*Task*
Collect every line of the records below that contains the word "little", matching case exactly.
[Data entries start]
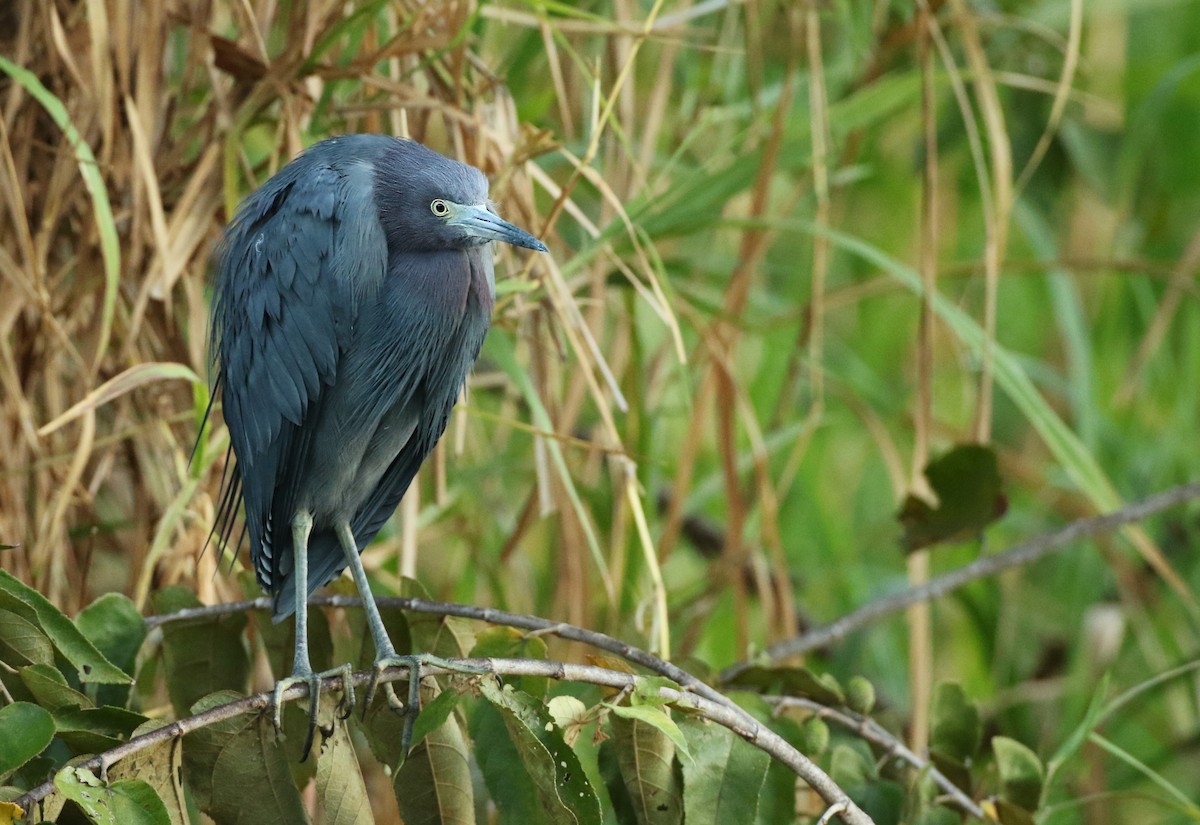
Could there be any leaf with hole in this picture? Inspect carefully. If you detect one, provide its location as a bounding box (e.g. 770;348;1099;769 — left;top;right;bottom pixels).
0;701;54;778
316;693;374;825
679;718;770;825
896;444;1008;553
479;679;601;825
0;570;133;685
606;705;690;825
184;691;308;825
54;766;170;825
154;586;250;717
391;694;475;825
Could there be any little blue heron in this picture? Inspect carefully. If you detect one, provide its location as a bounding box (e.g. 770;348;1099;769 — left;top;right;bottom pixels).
211;134;546;755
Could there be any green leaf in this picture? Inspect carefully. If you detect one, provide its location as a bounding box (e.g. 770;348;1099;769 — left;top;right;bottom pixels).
54;705;146;753
679;718;770;825
0;570;133;685
896;444;1008;553
108;719;188;825
604;703;691;759
0;701;54;777
991;736;1045;811
846;676;875;716
991;799;1037;825
76;592;146;673
152;586;250;717
0;610;54;668
391;694;475;825
606;705;688;825
317;693;374;825
479;679;601;825
930;682;983;763
20;664;96;713
467;701;542;825
412;691;462;747
54;766;170;825
184;691;308;825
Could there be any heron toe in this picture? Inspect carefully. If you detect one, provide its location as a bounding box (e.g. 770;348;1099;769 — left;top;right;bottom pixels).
362;654;487;758
271;663;354;761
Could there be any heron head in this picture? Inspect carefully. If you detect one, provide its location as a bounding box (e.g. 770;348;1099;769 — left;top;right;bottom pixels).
376;140;547;252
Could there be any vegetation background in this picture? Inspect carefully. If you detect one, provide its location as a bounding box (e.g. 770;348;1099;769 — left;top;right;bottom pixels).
0;0;1200;823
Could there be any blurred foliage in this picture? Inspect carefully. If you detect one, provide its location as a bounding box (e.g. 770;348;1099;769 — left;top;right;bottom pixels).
0;0;1200;824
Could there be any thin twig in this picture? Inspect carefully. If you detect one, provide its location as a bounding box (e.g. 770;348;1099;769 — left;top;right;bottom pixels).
719;482;1200;685
14;658;872;825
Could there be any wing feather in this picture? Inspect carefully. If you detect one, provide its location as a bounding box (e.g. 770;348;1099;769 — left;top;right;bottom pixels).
212;136;386;591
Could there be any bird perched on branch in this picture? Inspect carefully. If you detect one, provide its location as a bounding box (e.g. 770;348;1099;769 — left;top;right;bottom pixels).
211;134;546;754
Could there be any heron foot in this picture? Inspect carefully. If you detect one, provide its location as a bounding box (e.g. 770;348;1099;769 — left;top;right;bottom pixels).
362;654;487;758
271;663;354;761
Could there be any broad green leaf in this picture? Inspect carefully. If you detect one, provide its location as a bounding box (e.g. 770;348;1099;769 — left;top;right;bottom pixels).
152;586;250;717
0;570;133;685
991;736;1045;812
896;444;1008;553
679;718;770;825
54;705;146;753
0;701;54;778
0;789;25;825
391;694;475;825
0;610;54;668
20;664;96;713
607;705;686;825
984;799;1034;825
76;592;146;673
314;693;374;825
930;682;983;761
184;691;308;825
605;703;691;758
413;691;462;748
54;766;170;825
108;719;188;825
479;679;601;825
361;681;453;770
467;700;542;825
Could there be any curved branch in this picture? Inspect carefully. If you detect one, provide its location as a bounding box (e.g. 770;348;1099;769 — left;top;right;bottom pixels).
7;658;874;825
763;697;988;820
145;596;745;712
719;482;1200;685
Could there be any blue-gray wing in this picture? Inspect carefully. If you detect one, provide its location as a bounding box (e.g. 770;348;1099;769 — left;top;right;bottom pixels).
212;139;388;591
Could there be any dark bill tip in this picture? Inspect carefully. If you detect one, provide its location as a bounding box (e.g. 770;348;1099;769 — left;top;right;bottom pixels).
448;204;550;252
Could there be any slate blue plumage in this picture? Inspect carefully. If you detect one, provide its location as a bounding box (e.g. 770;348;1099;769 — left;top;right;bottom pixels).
211;134;546;753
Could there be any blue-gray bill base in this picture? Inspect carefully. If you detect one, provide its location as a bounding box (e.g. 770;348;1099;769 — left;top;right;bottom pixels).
202;134;546;757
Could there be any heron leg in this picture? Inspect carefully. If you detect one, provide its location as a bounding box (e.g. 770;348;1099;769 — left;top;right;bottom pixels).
337;522;487;755
271;511;354;761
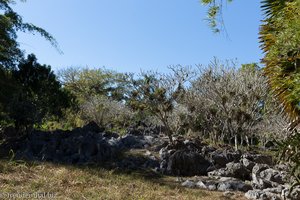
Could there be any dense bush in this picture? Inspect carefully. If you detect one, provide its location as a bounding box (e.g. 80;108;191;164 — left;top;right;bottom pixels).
128;66;194;141
59;68;134;129
185;60;284;149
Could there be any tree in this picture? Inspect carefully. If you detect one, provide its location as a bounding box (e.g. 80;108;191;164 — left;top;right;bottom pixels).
185;60;268;149
8;54;71;130
201;0;300;126
0;0;59;69
59;68;133;129
129;66;193;142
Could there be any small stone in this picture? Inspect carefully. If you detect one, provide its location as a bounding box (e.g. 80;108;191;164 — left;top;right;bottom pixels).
181;180;196;188
223;191;234;197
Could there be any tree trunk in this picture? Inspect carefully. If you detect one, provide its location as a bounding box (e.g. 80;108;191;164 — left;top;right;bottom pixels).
234;134;238;151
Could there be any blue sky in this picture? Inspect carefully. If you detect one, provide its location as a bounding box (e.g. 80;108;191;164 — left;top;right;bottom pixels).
14;0;262;72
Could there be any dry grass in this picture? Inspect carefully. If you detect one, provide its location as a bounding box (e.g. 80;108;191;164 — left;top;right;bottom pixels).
0;160;245;200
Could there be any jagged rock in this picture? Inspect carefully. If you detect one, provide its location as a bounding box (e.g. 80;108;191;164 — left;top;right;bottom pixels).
120;134;146;149
241;158;255;171
78;121;105;133
196;181;207;189
181;180;196;188
166;150;211;176
252;164;287;189
208;162;250;180
242;153;273;166
218;180;252;192
252;164;272;189
245;190;281;200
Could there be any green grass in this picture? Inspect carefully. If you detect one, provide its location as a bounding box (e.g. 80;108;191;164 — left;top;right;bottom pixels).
0;160;245;200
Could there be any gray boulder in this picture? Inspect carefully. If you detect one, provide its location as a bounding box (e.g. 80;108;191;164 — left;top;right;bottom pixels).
167;150;211;176
208;162;250;180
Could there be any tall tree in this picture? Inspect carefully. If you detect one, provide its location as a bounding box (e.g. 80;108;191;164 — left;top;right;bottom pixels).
0;0;59;69
201;0;300;128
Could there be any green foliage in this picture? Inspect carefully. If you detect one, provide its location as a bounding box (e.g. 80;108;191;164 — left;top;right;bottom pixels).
8;55;71;132
278;131;300;186
59;68;132;129
128;66;193;141
201;0;232;33
260;0;300;120
0;0;59;68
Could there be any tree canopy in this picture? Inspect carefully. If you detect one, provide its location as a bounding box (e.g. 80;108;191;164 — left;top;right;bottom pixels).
0;0;59;68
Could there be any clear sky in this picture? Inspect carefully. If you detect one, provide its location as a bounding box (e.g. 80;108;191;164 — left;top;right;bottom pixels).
14;0;262;72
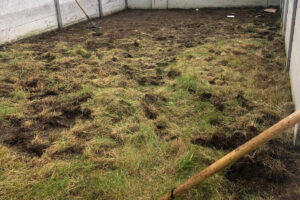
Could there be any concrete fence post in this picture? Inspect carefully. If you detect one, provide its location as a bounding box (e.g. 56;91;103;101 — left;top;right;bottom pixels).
54;0;63;30
282;0;290;37
286;0;298;71
98;0;103;17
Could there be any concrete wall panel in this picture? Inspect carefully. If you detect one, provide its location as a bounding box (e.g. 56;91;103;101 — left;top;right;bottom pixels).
152;0;168;9
0;0;58;44
168;0;280;9
101;0;126;16
127;0;152;9
128;0;280;9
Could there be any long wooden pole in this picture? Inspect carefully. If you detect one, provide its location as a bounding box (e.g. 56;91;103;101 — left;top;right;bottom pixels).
159;110;300;200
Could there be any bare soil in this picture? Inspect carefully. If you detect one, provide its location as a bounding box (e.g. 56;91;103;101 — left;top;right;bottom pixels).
0;8;300;199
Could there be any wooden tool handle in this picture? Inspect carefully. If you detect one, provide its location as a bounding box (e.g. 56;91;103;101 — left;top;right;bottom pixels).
159;110;300;200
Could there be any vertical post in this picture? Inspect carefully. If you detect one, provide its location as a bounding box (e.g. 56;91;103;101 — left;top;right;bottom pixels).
54;0;63;30
282;0;290;37
294;124;300;146
98;0;103;17
286;0;298;71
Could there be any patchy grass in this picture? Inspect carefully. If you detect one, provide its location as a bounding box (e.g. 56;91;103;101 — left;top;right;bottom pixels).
0;9;299;200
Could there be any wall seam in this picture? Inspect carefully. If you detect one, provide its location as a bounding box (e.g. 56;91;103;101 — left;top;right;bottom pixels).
98;0;103;17
282;0;290;37
286;0;298;71
54;0;63;30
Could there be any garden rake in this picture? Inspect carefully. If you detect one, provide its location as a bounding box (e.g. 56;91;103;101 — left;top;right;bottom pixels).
75;0;99;28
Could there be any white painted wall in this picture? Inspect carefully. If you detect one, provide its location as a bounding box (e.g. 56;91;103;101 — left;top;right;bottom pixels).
0;0;58;44
60;0;99;26
0;0;126;45
290;1;300;110
285;0;294;52
60;0;99;26
127;0;152;9
101;0;126;16
128;0;280;9
152;0;168;9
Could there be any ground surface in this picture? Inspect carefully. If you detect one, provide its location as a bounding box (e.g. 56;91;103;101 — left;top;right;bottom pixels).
0;9;300;200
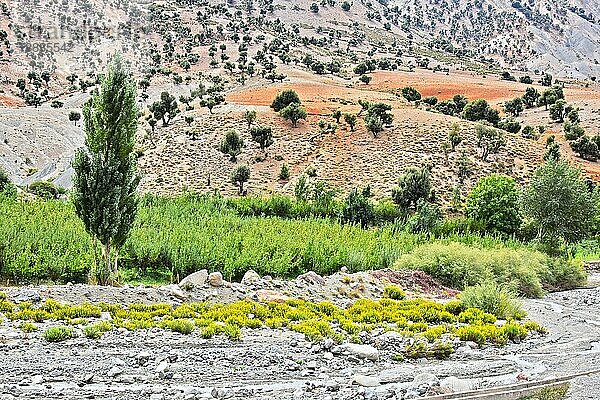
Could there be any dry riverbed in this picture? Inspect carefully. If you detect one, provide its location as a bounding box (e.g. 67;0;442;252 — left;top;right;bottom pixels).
0;271;600;400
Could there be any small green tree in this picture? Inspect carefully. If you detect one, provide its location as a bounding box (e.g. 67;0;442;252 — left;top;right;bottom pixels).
344;113;358;132
271;89;302;112
150;92;179;126
522;160;599;245
392;167;431;209
331;110;342;124
279;103;307;128
365;115;383;138
448;122;462;151
342;188;375;229
73;55;140;284
250;125;273;151
475;125;506;161
231;165;250;196
402;86;421;102
69;111;81;126
244;110;256;129
467;174;521;235
219;129;244;162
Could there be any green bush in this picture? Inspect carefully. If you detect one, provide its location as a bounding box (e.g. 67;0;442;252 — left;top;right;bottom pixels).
467;174;521;235
44;326;75;342
394;243;585;297
383;285;406;300
460;282;524;319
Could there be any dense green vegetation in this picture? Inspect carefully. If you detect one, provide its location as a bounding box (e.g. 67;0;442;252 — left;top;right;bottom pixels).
0;194;594;296
0;288;545;359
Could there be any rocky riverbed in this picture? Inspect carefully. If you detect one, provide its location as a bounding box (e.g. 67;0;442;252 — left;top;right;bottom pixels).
0;271;600;400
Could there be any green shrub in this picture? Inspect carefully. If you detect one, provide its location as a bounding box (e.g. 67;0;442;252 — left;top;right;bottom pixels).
83;321;113;339
394;242;582;297
44;326;75;342
383;285;406;300
466;175;521;235
460;282;524;319
19;322;38;333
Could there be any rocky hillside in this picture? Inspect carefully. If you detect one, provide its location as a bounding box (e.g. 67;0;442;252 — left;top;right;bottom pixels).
0;0;600;196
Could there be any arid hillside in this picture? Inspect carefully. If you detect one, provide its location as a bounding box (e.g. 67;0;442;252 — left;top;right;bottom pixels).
0;0;600;200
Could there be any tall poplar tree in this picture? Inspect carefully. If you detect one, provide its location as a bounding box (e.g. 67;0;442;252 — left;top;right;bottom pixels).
73;54;140;284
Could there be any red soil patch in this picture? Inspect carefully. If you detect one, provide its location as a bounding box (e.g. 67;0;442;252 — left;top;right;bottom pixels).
0;95;23;107
370;70;527;102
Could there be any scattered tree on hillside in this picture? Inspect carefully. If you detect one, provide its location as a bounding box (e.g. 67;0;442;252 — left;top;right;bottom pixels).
150;92;179;126
392;167;431;209
448;122;462;151
466;174;521;235
522;160;599;246
244;110;256;129
279;103;307;128
69;111;81;126
344;113;358;132
231;165;250;196
475;124;506;161
73;55;140;284
250;125;273;151
271;89;302;112
402;86;421;102
523;87;540;108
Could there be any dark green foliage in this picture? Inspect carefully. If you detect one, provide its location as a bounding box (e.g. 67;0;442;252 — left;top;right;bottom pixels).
250;125;273;151
231;165;250;195
72;55;140;283
150;92;180;126
523;87;540;108
342;188;375;228
27;181;60;200
271;89;302;112
467;175;521;235
0;167;13;194
402;86;421;102
475;125;506;161
423;96;438;107
406;198;442;233
392;167;431;209
522;161;599;244
219;129;244;162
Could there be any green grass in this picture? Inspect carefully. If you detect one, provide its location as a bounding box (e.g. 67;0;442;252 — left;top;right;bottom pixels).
0;194;597;296
4;298;544;358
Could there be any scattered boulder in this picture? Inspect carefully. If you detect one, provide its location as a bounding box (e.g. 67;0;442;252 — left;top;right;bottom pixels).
331;343;379;361
352;374;381;387
10;288;42;303
179;269;208;289
252;289;290;303
242;269;260;285
208;271;224;287
298;271;325;285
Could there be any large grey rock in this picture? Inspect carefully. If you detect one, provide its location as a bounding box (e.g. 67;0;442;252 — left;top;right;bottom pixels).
298;271;325;285
179;269;208;288
208;272;223;287
331;343;379;361
10;289;42;303
440;376;471;393
352;374;381;387
242;269;260;285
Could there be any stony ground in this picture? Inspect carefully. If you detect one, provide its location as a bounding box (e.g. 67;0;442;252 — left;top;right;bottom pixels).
0;272;600;400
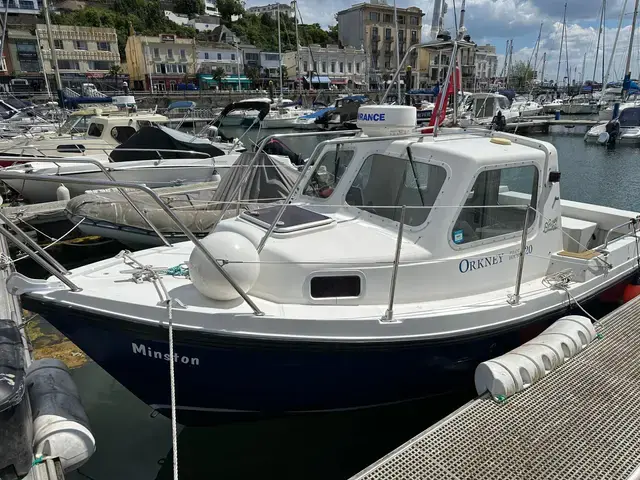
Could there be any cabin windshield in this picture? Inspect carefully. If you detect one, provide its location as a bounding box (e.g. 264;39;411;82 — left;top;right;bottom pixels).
451;165;538;245
59;115;92;135
619;108;640;127
303;148;354;198
473;97;495;118
346;153;447;227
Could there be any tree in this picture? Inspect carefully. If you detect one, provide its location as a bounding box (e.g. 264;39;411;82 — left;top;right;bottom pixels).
173;0;204;18
216;0;244;24
211;67;227;88
509;60;534;88
108;63;122;85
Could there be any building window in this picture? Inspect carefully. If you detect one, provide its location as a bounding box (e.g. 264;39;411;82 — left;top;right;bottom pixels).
451;165;538;245
346;153;447;227
58;60;80;70
88;60;112;70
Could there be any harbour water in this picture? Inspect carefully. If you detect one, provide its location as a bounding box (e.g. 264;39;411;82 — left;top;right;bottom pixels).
17;127;640;480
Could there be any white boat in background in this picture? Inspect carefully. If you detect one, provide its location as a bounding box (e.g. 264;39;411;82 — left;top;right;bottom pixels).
261;100;313;129
460;93;519;125
10;106;640;424
509;100;542;117
584;105;640;146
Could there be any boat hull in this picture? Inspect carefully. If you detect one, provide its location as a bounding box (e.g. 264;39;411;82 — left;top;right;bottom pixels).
23;279;627;425
3;162;218;203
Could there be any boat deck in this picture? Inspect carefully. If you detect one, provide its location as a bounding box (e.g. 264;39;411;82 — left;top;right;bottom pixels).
353;297;640;480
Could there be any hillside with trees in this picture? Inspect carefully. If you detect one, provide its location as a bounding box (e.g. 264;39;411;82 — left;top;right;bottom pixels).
52;0;338;61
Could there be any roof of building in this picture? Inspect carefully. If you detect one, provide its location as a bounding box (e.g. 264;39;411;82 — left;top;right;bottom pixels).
338;2;424;16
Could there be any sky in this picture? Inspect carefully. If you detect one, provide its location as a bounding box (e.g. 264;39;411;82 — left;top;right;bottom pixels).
246;0;640;83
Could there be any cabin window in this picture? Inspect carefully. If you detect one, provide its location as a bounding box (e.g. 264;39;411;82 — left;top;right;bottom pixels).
87;123;104;137
310;275;362;298
111;126;136;143
304;149;353;198
56;145;86;153
451;165;538;245
346;154;447;227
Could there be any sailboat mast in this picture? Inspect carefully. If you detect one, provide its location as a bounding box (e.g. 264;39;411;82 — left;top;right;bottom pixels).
591;0;604;82
624;0;640;78
602;0;607;86
42;0;62;108
602;0;627;85
278;3;282;99
556;3;567;88
293;0;302;94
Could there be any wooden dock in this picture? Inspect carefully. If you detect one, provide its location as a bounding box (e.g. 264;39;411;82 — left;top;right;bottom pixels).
353;297;640;480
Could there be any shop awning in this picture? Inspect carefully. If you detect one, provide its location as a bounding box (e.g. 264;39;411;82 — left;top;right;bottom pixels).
304;75;331;83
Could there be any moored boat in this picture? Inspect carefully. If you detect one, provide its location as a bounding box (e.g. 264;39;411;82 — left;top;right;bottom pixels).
6;106;640;424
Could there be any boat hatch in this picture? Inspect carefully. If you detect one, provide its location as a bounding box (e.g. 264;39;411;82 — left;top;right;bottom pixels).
241;205;334;233
309;275;362;299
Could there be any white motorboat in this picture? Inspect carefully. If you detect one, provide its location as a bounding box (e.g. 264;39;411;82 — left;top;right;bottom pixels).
223;97;272;127
584;106;640;146
261;100;313;129
509;100;542;117
460;93;519;125
542;95;598;115
10;106;640;424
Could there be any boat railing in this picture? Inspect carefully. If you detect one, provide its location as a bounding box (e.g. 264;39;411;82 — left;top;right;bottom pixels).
0;155;171;245
0;170;264;316
5;143;214;166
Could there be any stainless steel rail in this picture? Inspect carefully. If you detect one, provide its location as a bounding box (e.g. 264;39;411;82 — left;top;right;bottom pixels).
0;155;171;246
0;170;264;316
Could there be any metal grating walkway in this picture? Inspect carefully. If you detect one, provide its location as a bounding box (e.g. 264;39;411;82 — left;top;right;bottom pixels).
353;297;640;480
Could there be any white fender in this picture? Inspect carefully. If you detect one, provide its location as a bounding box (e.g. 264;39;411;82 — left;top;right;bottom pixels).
474;315;597;398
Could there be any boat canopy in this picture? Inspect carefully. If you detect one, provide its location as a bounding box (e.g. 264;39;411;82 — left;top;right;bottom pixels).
167;100;196;112
111;126;224;162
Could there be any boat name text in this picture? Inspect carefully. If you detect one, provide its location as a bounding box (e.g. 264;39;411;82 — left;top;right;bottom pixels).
458;245;533;273
358;113;385;122
131;342;200;367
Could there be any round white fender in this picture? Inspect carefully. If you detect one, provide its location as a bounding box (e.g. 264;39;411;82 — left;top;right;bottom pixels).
474;315;597;398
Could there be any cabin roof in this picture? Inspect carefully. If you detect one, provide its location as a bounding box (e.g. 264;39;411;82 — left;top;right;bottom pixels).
404;135;553;168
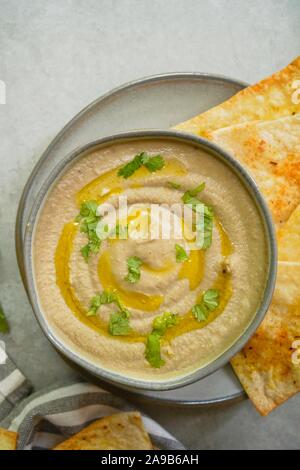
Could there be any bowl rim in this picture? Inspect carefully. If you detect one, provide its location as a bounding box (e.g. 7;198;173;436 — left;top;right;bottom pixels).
[Data entries end]
*Result for this exercise*
Could there be any little blue heron in this picture? Inspect carefully. If you detect one, provide its location as a bounding box (e.g. 770;348;1099;769 — left;top;right;bottom pixels).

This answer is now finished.